* _Material for this exercise_
==================================================
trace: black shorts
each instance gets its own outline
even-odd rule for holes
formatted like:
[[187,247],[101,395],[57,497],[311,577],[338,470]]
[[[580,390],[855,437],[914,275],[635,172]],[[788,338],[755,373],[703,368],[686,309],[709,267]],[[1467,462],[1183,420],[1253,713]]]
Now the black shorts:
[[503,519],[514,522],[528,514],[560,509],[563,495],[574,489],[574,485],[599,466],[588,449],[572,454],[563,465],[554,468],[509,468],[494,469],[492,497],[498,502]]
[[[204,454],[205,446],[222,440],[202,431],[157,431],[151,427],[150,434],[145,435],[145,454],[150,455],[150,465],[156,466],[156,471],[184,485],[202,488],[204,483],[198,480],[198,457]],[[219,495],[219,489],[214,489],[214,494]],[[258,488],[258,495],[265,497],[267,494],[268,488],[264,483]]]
==================================================
* _Work to be completed_
Reproduce every line of the entries above verbatim, keeping each character, bracket, and line break unchanged.

* _Answer in full_
trace: black shorts
each instance gets its own outline
even-odd rule for holes
formatted like:
[[187,247],[101,395],[57,497],[311,577],[338,470]]
[[[580,390],[855,437],[914,275],[635,172]],[[788,338],[755,373],[703,368],[686,309],[709,267]],[[1467,462],[1183,420],[1253,713]]]
Now the black shorts:
[[503,519],[514,522],[528,514],[560,509],[563,495],[574,489],[574,485],[599,466],[588,449],[572,454],[563,465],[554,468],[509,468],[494,469],[492,497],[498,502]]
[[[204,454],[205,446],[222,440],[202,431],[157,431],[151,427],[150,434],[145,435],[145,454],[150,455],[150,465],[156,466],[156,471],[184,485],[202,488],[204,483],[198,480],[198,457]],[[219,495],[219,489],[214,489],[214,494]],[[258,488],[258,495],[265,497],[267,494],[268,488],[264,483]]]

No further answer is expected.